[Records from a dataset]
========
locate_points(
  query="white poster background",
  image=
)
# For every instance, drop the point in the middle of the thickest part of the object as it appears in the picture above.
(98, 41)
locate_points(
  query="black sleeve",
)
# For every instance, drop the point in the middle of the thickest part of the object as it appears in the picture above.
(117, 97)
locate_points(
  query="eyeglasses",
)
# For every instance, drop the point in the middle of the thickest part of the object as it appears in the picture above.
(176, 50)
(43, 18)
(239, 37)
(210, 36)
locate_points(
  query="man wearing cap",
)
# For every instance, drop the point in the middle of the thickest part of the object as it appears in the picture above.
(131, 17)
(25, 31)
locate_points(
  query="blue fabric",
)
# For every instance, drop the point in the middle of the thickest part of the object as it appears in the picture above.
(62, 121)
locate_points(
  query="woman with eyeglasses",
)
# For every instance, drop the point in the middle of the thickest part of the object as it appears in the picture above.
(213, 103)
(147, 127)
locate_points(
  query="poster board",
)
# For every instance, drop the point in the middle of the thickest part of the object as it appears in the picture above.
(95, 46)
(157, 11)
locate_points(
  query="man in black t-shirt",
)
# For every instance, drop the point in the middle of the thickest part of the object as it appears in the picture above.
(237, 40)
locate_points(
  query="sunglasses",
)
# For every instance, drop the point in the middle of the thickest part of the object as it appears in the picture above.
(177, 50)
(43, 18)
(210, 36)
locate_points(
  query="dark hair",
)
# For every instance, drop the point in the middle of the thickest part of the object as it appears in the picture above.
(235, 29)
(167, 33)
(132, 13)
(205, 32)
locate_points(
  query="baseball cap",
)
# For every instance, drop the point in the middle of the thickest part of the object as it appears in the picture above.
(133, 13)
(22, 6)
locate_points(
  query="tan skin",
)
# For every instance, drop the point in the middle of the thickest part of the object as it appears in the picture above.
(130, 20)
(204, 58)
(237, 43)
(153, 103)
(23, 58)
========
## Problem details
Would you filter the records and copy each line that contains the word "eyeglasses"?

## Task output
  query="eyeglasses",
  query="woman with eyeglasses",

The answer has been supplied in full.